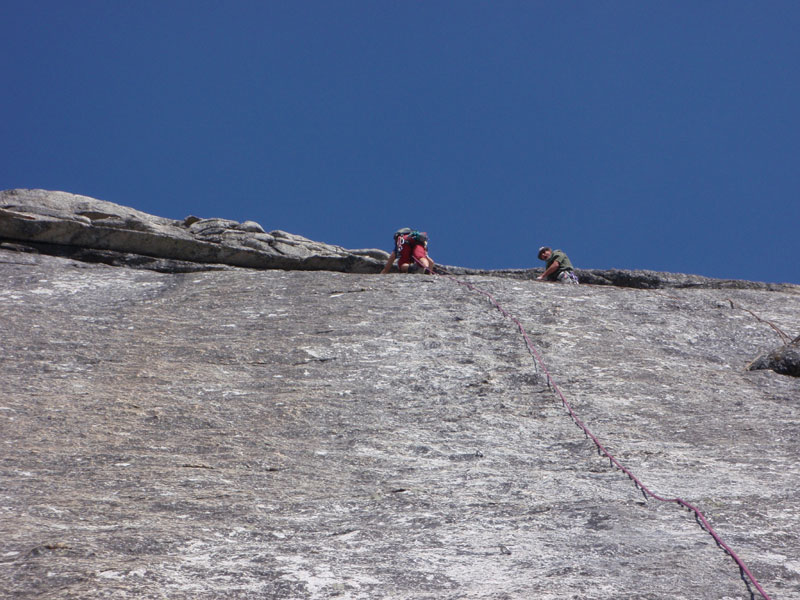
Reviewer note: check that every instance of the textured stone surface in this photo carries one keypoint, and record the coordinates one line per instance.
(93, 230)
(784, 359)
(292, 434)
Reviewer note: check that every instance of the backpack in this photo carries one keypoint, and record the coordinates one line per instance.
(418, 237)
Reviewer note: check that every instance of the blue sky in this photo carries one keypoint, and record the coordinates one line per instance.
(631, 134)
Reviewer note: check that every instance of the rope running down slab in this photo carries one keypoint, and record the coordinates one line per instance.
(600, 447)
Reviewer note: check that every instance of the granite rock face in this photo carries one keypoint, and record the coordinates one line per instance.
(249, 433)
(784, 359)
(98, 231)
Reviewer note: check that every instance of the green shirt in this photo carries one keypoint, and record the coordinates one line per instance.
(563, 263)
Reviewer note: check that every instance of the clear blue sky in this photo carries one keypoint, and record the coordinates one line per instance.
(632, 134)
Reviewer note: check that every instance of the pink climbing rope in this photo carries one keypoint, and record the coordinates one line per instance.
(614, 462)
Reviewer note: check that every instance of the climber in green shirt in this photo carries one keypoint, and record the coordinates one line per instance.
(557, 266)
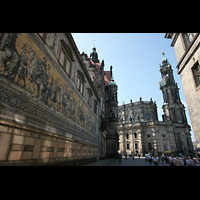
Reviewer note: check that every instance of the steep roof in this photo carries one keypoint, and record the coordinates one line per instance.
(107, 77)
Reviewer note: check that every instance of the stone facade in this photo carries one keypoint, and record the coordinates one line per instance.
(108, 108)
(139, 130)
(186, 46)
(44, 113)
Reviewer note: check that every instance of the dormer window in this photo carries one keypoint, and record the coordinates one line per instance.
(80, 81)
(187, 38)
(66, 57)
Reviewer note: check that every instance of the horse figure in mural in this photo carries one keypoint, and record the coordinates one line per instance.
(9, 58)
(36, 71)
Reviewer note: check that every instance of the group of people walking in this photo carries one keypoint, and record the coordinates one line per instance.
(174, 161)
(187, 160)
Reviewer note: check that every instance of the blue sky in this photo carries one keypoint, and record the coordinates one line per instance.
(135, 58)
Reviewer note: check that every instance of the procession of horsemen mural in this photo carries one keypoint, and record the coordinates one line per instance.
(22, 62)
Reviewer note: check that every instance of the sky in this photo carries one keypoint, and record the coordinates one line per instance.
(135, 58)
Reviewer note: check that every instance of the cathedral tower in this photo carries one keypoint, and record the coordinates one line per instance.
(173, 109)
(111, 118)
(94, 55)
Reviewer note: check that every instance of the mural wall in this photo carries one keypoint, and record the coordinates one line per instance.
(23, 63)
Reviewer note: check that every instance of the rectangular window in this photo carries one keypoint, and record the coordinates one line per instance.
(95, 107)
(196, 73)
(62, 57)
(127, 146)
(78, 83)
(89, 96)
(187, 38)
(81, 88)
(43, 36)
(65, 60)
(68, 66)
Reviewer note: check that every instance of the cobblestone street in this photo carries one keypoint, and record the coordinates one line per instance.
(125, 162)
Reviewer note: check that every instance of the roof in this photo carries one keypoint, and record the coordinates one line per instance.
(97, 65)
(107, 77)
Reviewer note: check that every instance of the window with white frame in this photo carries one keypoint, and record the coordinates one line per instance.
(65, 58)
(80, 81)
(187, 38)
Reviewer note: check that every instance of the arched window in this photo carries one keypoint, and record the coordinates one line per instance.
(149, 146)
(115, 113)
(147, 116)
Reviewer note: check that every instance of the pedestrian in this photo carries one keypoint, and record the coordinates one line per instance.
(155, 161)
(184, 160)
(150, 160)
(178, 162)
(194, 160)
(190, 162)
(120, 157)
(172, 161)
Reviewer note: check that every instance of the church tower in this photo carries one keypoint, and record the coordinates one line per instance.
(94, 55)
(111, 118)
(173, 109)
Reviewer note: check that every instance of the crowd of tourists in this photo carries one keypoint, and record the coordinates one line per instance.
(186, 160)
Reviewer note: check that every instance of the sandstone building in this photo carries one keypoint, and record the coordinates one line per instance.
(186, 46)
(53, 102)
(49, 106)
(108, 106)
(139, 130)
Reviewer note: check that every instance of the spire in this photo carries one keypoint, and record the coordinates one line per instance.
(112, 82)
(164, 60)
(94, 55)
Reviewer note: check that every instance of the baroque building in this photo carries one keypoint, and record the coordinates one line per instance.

Objective -> Rewrite every line of the material above as a numbered list, skipping any blank lines and leaving out the pictures.

Answer to this exercise ->
1. Reviewer note: check that every instance of the textured stone surface in this photo carries one keypoint, and record the coordinates one line per instance.
2. (93, 230)
3. (784, 359)
4. (292, 434)
5. Reviewer note: check that every instance of the backpack in this photo carries one keypoint, and record the coordinates one line per instance.
6. (418, 237)
7. Reviewer note: check that every instance of the blue sky in this photo carries one keypoint, and record the coordinates one line per instance.
8. (631, 134)
9. Reviewer note: check that every instance of the rope running down slab in this photo carries one keypoint, and record the coordinates one line per instance.
10. (600, 447)
11. Reviewer note: check that every instance of the granite rock face in this photo carries one keypoint, and record the coordinates one line per instance.
12. (249, 433)
13. (784, 359)
14. (98, 231)
15. Reviewer note: check that every instance of the green shirt in this photo carries one keypoint, and record the coordinates one line per instance.
16. (563, 263)
17. Reviewer note: check that every instance of the clear blue sky in this photo carries one keypoint, and record the coordinates one line per instance.
18. (632, 134)
19. Reviewer note: check that every instance of the pink climbing rope in this photo carries one keypoint, and record the coordinates one line per instance.
20. (614, 462)
21. Reviewer note: check that every instance of the climber in green shirt in this photo carries one keypoint, and record the coordinates one line per instance.
22. (557, 266)
23. Reviewer note: check that every instance of the steep roof in this photo carries one keypoint, and record the coordinates one line per instance.
24. (107, 77)
25. Reviewer note: check that every instance of the stone facade in this photo carries one keypoint, and record the coordinates one line per instance.
26. (108, 108)
27. (139, 130)
28. (186, 46)
29. (44, 113)
30. Reviewer note: check that every instance of the dormer window in this photo carries one keypoint, and record the coordinates one line per instance.
31. (80, 81)
32. (187, 38)
33. (66, 57)
34. Reviewer note: check that every instance of the horse figure in mural in this photo carries one keypoint, and record the coordinates one line per instance.
35. (9, 58)
36. (36, 71)
37. Reviewer note: check that every instance of the group of people walking in this photo carries one keypoint, and record the coordinates one line per instance.
38. (174, 161)
39. (187, 160)
40. Reviewer note: check that every instance of the blue sky in this photo carries one keypoint, and record the coordinates one line per instance.
41. (135, 58)
42. Reviewer note: check that every instance of the procession of horsemen mural in this photo carries one keypoint, and record the coordinates one line per instance.
43. (22, 62)
44. Reviewer note: check that every instance of the sky in this photo carries one keypoint, and record the coordinates one line per instance.
45. (135, 58)
46. Reviewer note: check that every instance of the cathedral tower in this photo carries one keypoint, and record the coordinates one line per instance.
47. (173, 109)
48. (111, 118)
49. (94, 55)
50. Reviewer note: check that every instance of the mural wall in this photo carries one keypoint, and record the coordinates one line per instance.
51. (23, 63)
52. Reviewer note: check that every instance of the rectangular window in this photo carries one keypoint, and record the coordinates one line per instance.
53. (95, 107)
54. (196, 73)
55. (62, 57)
56. (127, 146)
57. (78, 83)
58. (89, 96)
59. (187, 38)
60. (81, 88)
61. (43, 36)
62. (65, 60)
63. (68, 66)
64. Reviewer note: check that every instance of the cobblestone street in this photo carries one keypoint, and record the coordinates one line per instance.
65. (125, 162)
66. Reviewer note: check that every instance of the roof in this photo carries one keypoint, and record the coordinates one line per instance.
67. (97, 65)
68. (107, 77)
69. Reviewer note: check that every instance of the window with white frame in this photo carries one keypoint, and record the coordinates one line per instance.
70. (65, 58)
71. (80, 81)
72. (187, 38)
73. Reviewer note: check that every instance of the arched window in this photo carries one keypoint, and record the coordinates one line per instance.
74. (149, 146)
75. (115, 113)
76. (147, 116)
77. Reviewer note: check that every instance of the pedestrian in this photo carries one keypoint, and record the coordinates one line per instance.
78. (155, 161)
79. (184, 160)
80. (150, 160)
81. (178, 162)
82. (194, 160)
83. (190, 162)
84. (120, 157)
85. (172, 161)
86. Reviewer note: check that every instance of the church tower in this photo carries one keypoint, and record the coordinates one line per instance.
87. (94, 55)
88. (111, 118)
89. (173, 109)
90. Reviewer note: check that every instance of the crowd of tourists in this photo carries one keypoint, and record the coordinates one line per instance.
91. (186, 160)
92. Reviewer note: check that every instance of the sandstone building in this photo carries one keypoint, and record the coordinates one line per instance.
93. (186, 46)
94. (53, 102)
95. (49, 106)
96. (108, 106)
97. (139, 130)
98. Reviewer note: check that every instance of the spire in this photo carries one keypoint, and record the coordinates one line per instance.
99. (112, 82)
100. (164, 60)
101. (94, 55)
102. Reviewer note: check that every instance of the baroque building in this photo carries one keypoint, and record the coordinates one line per instance.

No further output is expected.